It’s now four years later. My credit card debt is down from $14,000 to $10,000. The student loans are in interest-only and I’m paying $1000 to these creditors a month. I drive an old Toyota. I don’t shop, but for the occasional work suit. I share a one bedroom apartment with my boyfriend and while my furniture is decent, it is from the home consignment store. I cook every night and try not to drive on the weekends. Homeownership is nowhere in my future. What is most shocking, however, is that I make $85,000 a year.
If I knew at 18 what I know at 28, I would have done things differently. I would have worked while in college. I would have worked hard during the summers to put the money toward school. I would have created a budget during the year and stuck to it. I would have turned down the credit card offers. I would have lived the thrifty life I am forced to live now.
Maybe I would have waited to go to law school after working a few years. I probably would have appreciated the opportunity more and studied harder. I would have stayed closer to home, maybe even at home. I would have worked during school, maybe at a paid law firm internship instead of holding 15 different part-time jobs at a time. I would have tried to finance the experience with money I had saved working after undergrad. I would have declined all expenses that I didn’t have cash to pay for in my pocket.
Today I have to reevaluate. I spend smarter and thing about the consequences of each purchase. I try to make big payments on my credit cards to bring them down. I work exceptionally hard at my job believing that hard work will one day reap its financial rewards. And I curse the student loan companies who know far more about the way debt affects young adults than an 18 year old could ever know.

- _Short problem_
Give back, word for word, the passage of the debt essay above starting with "Today I have" and going on through "could ever know.".

- _Supplied data_
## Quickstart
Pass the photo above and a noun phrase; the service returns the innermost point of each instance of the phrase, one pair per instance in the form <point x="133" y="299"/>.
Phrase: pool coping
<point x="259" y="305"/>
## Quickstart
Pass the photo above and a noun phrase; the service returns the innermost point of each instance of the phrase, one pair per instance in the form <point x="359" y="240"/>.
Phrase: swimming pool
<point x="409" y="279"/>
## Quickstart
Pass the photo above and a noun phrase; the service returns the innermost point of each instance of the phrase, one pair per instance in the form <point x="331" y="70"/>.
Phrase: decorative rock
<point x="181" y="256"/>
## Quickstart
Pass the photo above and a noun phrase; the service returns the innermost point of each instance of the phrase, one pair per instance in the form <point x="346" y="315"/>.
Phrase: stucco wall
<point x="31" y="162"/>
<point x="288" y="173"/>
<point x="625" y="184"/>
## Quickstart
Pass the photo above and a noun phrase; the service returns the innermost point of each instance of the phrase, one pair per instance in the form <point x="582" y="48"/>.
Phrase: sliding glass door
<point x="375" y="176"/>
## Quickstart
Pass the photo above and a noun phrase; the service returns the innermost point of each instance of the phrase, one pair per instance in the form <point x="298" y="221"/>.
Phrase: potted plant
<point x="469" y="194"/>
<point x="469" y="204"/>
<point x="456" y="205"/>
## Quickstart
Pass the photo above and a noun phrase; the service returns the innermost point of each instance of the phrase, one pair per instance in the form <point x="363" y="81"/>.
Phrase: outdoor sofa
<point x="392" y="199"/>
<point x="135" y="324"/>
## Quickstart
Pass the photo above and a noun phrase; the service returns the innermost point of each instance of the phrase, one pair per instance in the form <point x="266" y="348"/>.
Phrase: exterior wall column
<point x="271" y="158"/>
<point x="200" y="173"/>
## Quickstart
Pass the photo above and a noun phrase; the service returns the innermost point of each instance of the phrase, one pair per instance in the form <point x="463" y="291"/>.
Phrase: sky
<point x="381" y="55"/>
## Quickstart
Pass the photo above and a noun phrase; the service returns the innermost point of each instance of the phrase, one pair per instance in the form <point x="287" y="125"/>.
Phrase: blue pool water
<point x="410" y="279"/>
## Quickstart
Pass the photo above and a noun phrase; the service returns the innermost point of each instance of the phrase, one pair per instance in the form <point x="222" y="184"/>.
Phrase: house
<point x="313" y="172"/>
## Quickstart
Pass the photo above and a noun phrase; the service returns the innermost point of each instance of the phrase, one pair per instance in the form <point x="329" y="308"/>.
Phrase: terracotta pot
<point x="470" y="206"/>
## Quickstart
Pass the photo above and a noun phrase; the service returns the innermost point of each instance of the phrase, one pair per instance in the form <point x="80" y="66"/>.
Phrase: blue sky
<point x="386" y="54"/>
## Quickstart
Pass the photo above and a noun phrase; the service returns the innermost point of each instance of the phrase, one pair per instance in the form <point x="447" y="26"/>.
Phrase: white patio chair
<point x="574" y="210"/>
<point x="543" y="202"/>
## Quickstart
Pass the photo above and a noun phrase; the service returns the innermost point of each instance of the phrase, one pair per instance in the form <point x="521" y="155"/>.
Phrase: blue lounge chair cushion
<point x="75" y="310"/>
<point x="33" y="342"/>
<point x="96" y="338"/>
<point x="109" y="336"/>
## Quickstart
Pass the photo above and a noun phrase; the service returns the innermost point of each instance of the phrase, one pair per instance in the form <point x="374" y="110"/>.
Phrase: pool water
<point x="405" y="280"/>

* * *

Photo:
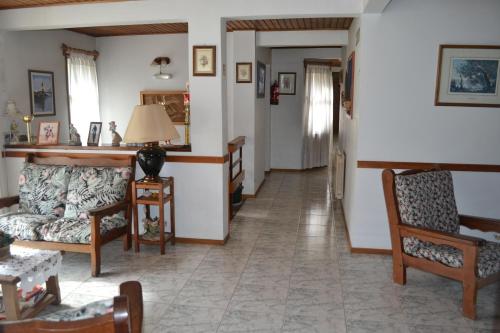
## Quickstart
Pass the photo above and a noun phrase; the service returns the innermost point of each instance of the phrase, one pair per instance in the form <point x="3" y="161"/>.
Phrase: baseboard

* * *

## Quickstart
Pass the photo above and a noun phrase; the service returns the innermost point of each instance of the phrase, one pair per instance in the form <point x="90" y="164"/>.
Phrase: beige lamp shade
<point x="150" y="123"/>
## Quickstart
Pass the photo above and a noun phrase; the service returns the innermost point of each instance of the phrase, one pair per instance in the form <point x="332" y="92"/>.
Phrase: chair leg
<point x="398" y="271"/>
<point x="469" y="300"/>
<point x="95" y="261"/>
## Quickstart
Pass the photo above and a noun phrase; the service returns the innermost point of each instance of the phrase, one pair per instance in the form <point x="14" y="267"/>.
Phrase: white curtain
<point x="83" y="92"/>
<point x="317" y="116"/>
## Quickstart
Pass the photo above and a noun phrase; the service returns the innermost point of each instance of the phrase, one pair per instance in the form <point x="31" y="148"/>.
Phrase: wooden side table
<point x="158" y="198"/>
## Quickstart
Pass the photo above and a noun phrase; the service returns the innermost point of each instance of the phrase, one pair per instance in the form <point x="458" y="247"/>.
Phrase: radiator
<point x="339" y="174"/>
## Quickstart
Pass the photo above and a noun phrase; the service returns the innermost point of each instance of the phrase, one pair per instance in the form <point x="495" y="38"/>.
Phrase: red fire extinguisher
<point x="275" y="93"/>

- _Final result_
Today I have to reevaluate. I spend smarter and thing about the consequences of each purchase. I try to make big payments on my credit cards to bring them down. I work exceptionally hard at my job believing that hard work will one day reap its financial rewards. And I curse the student loan companies who know far more about the way debt affects young adults than an 18 year old could ever know.